» What to produce
Look below for the line containing "The scan above contains the white camper". Output it and each remaining line of the entries exactly, and nothing else.

Annotated coordinate records
▶
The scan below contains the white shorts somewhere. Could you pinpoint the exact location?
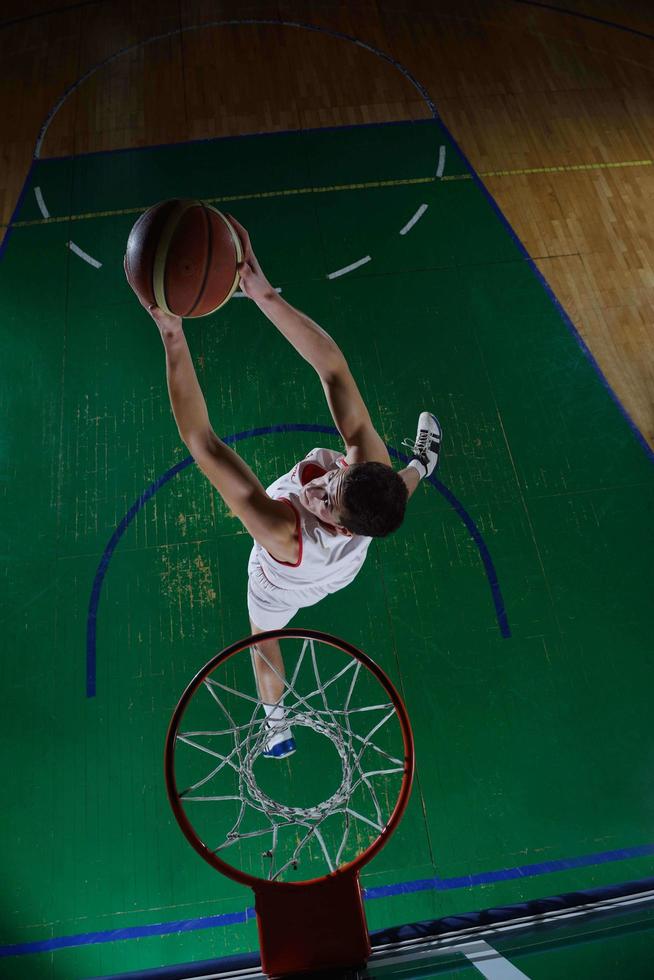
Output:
[248,557,324,630]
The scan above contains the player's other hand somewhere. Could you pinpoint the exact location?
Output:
[227,214,275,303]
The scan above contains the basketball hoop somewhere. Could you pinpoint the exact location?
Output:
[165,629,414,977]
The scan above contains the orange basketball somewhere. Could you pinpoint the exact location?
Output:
[125,199,243,317]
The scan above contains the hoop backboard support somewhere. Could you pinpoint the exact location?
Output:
[164,628,415,977]
[254,870,371,977]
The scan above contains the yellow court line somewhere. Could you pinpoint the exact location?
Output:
[0,160,654,228]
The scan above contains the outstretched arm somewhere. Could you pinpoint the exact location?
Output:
[228,214,390,466]
[129,294,297,561]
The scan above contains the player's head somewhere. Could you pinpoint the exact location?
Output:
[301,463,408,538]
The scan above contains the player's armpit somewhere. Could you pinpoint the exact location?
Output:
[321,358,391,466]
[189,430,298,561]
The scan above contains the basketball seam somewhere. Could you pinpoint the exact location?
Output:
[184,202,213,316]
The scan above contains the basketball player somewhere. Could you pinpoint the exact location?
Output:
[128,215,441,758]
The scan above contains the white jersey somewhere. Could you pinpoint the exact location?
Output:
[249,449,372,607]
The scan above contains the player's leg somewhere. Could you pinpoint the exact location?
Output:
[250,619,285,705]
[250,618,295,759]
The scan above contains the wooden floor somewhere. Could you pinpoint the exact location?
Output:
[0,0,654,446]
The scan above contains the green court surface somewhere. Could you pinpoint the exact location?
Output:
[0,123,654,980]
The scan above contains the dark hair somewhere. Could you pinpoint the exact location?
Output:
[340,463,409,538]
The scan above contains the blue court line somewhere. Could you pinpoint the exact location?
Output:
[363,844,654,900]
[0,844,654,958]
[86,422,511,698]
[511,0,654,41]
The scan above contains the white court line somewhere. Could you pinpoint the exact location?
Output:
[436,146,445,177]
[34,187,50,218]
[66,242,102,269]
[461,939,529,980]
[400,204,429,235]
[327,255,371,279]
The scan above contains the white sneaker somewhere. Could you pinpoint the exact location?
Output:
[402,412,443,477]
[263,721,295,759]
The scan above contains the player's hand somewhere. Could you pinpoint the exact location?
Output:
[123,256,183,336]
[227,214,275,303]
[142,303,184,337]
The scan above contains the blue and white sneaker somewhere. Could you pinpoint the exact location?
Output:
[262,721,296,759]
[402,412,443,478]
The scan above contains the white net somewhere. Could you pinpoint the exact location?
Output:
[175,638,405,880]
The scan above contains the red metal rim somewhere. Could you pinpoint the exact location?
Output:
[164,628,415,890]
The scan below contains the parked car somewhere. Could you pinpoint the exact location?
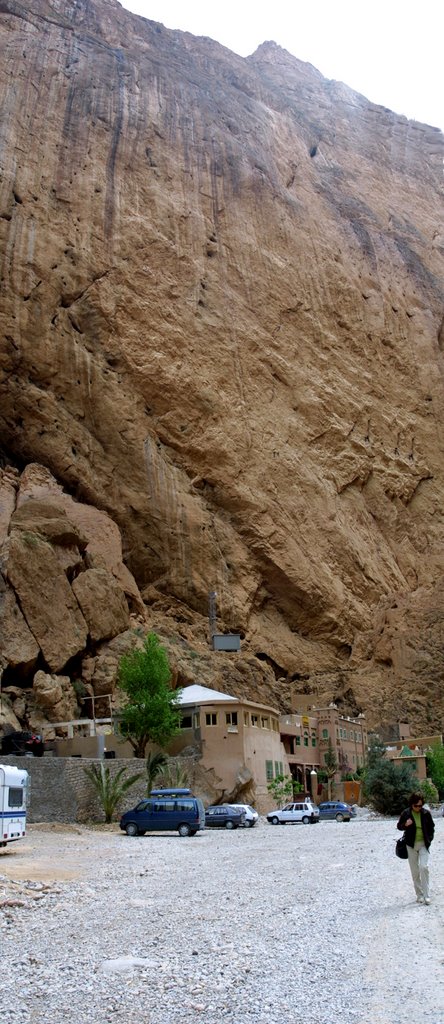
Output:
[1,731,45,758]
[267,800,319,825]
[120,790,205,836]
[230,804,259,828]
[319,800,354,821]
[205,804,246,828]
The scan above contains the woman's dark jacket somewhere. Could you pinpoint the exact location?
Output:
[396,807,435,849]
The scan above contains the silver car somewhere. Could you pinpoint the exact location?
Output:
[267,800,319,825]
[231,804,259,828]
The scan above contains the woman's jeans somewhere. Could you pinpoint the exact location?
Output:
[407,843,430,899]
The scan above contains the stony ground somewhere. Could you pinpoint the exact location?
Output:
[0,817,444,1024]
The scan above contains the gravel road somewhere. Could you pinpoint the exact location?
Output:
[0,817,444,1024]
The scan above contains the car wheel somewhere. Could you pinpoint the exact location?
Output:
[125,821,139,836]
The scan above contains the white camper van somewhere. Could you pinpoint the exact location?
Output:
[0,765,29,846]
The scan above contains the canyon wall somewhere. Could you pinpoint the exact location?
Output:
[0,0,444,731]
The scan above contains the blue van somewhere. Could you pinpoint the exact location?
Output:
[120,790,205,836]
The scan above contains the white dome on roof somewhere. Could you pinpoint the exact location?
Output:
[178,683,238,705]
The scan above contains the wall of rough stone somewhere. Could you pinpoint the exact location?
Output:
◀
» Complete output
The scan above contains the white camper van somewhere. Could you pinpoint the exact location?
Output:
[0,765,29,846]
The scan above contains the canyon wall somewhere. Could you pinpoint the exact location?
Output:
[0,0,444,731]
The scan above contains the blue van somewhere. Could you pinpoint the exact location?
Output:
[120,790,205,836]
The scan above contains the white dome on roof somewhere. Could you pinpoint the exact location?
Output:
[178,683,238,705]
The scan above contains the wall of rough stone somewhere. Could you pinpoint the exact location?
Output:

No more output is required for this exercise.